(Pointing and labeling entries)
:::::
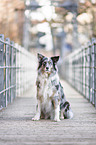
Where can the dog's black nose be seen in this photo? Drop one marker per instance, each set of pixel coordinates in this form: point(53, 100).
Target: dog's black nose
point(47, 68)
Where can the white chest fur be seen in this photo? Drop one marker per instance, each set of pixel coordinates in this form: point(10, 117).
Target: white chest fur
point(47, 91)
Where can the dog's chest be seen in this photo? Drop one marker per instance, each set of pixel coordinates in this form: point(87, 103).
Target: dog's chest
point(47, 87)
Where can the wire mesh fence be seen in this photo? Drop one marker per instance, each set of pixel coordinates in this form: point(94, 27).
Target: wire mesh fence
point(17, 70)
point(79, 69)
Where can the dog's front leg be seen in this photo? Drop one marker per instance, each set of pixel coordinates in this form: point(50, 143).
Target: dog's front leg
point(38, 113)
point(56, 111)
:::::
- [Aim]
Without the pictures, reproduce every line of the records above exactly.

- [Exercise response]
Where can the dog's black nose be seen in this photo? Drop one marker per instance, each set of pixel coordinates in this form: point(53, 100).
Target: dog's black nose
point(47, 68)
Where can the white chest fur be seen in this photo? Drop one marker per instance, each set of pixel coordinates in this form: point(10, 117).
Target: white chest fur
point(47, 91)
Where can the dog's chest be seen in this photo? Drop one marker per instance, each set of pixel coordinates in this form: point(87, 103).
Target: dog's chest
point(47, 87)
Where can the wire mesh fence be seen in this photo? Drop one marker per instance, each set of pixel coordinates in this form: point(94, 27).
Target: wire mesh fence
point(17, 70)
point(79, 69)
Where can the dog's front leg be seen in this photo? Drop one marker per instance, each set of pixel coordinates in this form: point(50, 143).
Target: dog's front leg
point(38, 113)
point(56, 111)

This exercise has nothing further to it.